#### JOBS:
a) According to the text on Gotland's limestone, what share of limestone is calcium carbonate?
b) In the text on Gotland's limestone, rewrite the paragraph beginning "On Gotland you stand on an unusual foundation" as a short bulleted list that keeps its main facts.

#### TEXT TO READ:
I found my first crystal on Gotland when I was five years old. It is a long story for another time, but the experience taught me that you can live your dreams.
There is something about Gotland that is hard to explain unless you have been there. A deeper calm across the island. A different light. The local food tastes different. The water tastes different. Most things are simply — better. And as I have come to understand over the years, it is not just a feeling.
It is the limestone.
On Gotland you stand on an unusual foundation. It is limestone — formed in a tropical coral reef around 419 to 428 million years ago, when the area that is today the island lay south of the equator at low southern latitudes. The soil that lies on top of this bedrock is, to a large extent, the result of the limestone's weathering. It is the conditions in that soil that make Gotland distinctive — not just for hemp, but for most of what grows there.
Helsama processes hemp from Gotland. This article is not about what processing entails. It is about what lies beneath the field, and why geology matters.
What limestone is
Limestone is a sedimentary rock composed of more than 80 percent calcium carbonate. It typically forms on the seafloor, often from accumulated shells and skeletons of marine organisms — corals, brachiopods, crinoids. Gotland's limestone dates from the Silurian, a period in Earth's history between roughly 443 and 419 million years ago. At that time, the landmass that is today the island was part of a tropical marine environment of coral reefs and limestone platforms, south of the equator.

#### SUPPLIED INFORMATION:
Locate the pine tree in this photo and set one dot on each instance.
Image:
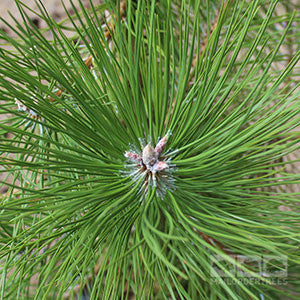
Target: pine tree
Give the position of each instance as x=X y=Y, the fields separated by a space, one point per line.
x=153 y=152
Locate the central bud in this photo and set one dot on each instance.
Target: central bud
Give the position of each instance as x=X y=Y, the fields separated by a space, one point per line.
x=151 y=167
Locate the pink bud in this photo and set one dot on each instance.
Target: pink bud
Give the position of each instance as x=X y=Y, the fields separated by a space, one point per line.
x=161 y=144
x=160 y=166
x=133 y=156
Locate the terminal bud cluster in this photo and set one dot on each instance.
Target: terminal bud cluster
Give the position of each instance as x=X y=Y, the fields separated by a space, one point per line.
x=151 y=168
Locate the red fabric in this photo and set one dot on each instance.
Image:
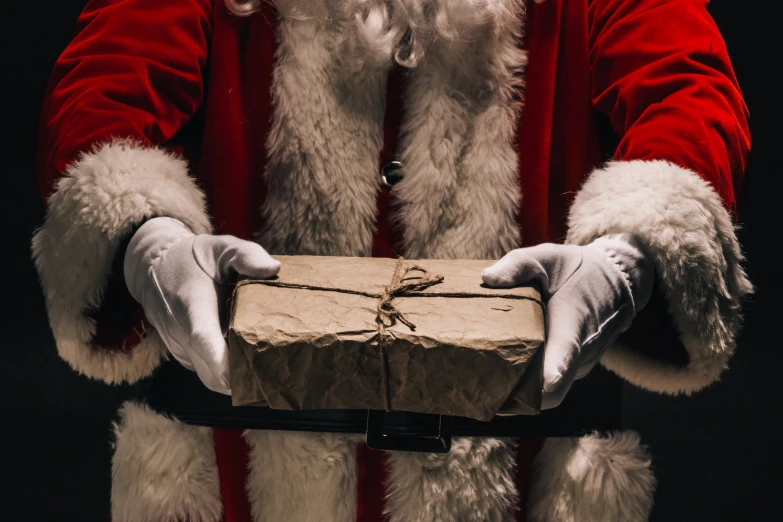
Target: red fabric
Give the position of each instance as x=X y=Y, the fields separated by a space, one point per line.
x=371 y=493
x=662 y=73
x=231 y=453
x=527 y=451
x=657 y=69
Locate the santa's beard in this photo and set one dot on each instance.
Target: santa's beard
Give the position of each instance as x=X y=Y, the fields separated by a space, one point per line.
x=379 y=31
x=403 y=30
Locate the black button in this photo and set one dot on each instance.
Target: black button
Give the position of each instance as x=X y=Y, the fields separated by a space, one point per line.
x=391 y=174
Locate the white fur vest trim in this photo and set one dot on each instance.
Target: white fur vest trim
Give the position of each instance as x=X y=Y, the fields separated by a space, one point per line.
x=460 y=194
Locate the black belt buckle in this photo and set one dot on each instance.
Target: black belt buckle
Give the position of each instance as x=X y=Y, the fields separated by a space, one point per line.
x=435 y=437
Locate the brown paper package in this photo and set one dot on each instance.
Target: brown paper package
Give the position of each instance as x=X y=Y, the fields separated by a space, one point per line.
x=474 y=351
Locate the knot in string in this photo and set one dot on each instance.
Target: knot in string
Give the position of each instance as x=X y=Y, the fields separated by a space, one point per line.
x=400 y=286
x=389 y=314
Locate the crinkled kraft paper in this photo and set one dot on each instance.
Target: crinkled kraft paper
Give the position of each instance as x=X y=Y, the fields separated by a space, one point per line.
x=301 y=349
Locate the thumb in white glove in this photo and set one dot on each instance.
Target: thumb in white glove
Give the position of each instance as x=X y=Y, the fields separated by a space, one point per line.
x=592 y=293
x=181 y=279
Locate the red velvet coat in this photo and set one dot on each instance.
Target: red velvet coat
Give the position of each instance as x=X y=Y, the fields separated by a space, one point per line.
x=141 y=78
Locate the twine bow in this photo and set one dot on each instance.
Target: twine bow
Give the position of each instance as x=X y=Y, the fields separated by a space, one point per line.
x=389 y=314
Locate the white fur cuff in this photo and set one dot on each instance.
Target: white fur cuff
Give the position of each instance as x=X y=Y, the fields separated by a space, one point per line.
x=95 y=204
x=691 y=238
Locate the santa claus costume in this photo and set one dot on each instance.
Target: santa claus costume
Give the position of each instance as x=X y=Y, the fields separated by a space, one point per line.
x=275 y=126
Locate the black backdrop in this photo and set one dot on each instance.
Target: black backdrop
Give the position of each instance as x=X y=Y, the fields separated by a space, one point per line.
x=717 y=454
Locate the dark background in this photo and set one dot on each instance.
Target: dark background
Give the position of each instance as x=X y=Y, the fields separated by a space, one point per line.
x=717 y=454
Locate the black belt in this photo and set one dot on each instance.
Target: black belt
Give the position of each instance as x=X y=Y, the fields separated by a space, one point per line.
x=594 y=403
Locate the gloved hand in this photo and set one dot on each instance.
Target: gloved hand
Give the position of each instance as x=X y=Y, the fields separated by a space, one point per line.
x=592 y=293
x=181 y=280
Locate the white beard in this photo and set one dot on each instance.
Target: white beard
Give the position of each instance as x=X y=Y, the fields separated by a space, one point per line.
x=402 y=30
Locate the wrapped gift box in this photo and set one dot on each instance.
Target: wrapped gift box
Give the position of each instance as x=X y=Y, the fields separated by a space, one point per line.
x=374 y=333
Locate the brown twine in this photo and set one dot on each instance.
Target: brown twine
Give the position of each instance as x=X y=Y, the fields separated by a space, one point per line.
x=387 y=312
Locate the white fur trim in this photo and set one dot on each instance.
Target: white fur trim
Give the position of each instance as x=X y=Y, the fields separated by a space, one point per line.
x=97 y=201
x=460 y=195
x=302 y=476
x=693 y=244
x=592 y=479
x=325 y=138
x=163 y=470
x=474 y=481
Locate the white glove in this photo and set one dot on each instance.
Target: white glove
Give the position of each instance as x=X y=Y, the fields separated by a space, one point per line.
x=181 y=280
x=592 y=293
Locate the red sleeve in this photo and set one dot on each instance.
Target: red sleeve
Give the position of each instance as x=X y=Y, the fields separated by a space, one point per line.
x=662 y=74
x=132 y=70
x=123 y=87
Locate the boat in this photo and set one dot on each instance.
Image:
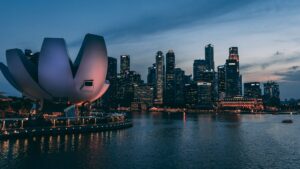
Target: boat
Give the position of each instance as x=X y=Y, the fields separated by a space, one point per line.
x=287 y=121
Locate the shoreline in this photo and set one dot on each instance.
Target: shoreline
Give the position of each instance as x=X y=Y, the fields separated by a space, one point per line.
x=52 y=131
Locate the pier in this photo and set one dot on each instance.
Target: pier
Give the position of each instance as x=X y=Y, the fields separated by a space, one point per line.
x=83 y=127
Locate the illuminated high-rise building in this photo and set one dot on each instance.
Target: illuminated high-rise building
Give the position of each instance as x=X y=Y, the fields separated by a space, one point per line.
x=159 y=96
x=209 y=57
x=199 y=67
x=180 y=80
x=252 y=90
x=271 y=94
x=170 y=79
x=232 y=74
x=221 y=81
x=124 y=64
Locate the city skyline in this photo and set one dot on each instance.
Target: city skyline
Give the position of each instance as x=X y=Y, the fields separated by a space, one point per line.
x=268 y=49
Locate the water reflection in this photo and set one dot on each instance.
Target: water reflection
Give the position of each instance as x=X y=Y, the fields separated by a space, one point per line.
x=169 y=140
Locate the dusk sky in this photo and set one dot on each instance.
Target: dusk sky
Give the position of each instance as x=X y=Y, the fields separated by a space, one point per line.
x=266 y=32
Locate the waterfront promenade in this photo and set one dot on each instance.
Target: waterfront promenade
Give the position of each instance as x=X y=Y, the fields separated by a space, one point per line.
x=7 y=133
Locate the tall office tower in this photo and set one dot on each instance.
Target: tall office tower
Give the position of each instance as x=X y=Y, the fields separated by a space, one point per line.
x=125 y=64
x=199 y=68
x=170 y=79
x=205 y=95
x=112 y=68
x=109 y=98
x=221 y=82
x=126 y=85
x=234 y=53
x=240 y=85
x=179 y=87
x=209 y=57
x=151 y=77
x=191 y=95
x=252 y=90
x=159 y=96
x=232 y=74
x=33 y=59
x=271 y=94
x=143 y=97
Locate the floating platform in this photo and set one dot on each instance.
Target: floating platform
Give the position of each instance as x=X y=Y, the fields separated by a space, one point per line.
x=46 y=131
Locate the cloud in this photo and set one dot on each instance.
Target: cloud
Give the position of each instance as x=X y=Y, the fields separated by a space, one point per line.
x=180 y=14
x=277 y=58
x=292 y=74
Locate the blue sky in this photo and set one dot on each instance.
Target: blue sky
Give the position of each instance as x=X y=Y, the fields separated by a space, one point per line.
x=266 y=32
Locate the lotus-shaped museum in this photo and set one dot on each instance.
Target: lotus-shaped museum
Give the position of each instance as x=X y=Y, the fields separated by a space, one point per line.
x=55 y=77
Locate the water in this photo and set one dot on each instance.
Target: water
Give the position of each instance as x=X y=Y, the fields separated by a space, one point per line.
x=162 y=140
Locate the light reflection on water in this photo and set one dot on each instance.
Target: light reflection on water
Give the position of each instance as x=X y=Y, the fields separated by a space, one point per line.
x=171 y=140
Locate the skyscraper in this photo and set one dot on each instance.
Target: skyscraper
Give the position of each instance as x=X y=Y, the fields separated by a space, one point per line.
x=199 y=68
x=159 y=96
x=191 y=94
x=112 y=69
x=234 y=53
x=221 y=81
x=252 y=90
x=271 y=94
x=109 y=98
x=125 y=64
x=209 y=57
x=179 y=87
x=204 y=94
x=232 y=74
x=170 y=79
x=151 y=77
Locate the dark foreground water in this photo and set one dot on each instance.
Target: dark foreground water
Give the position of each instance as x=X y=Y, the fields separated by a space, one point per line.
x=162 y=140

#### IN RESPONSE:
a) More than 80 percent.

b)
- Gotland's bedrock is limestone, formed in a tropical coral reef around 419 to 428 million years ago, when the area lay south of the equator.
- The soil on top of it comes largely from the limestone's weathering.
- Conditions in that soil make Gotland distinctive for hemp and for most of what grows there.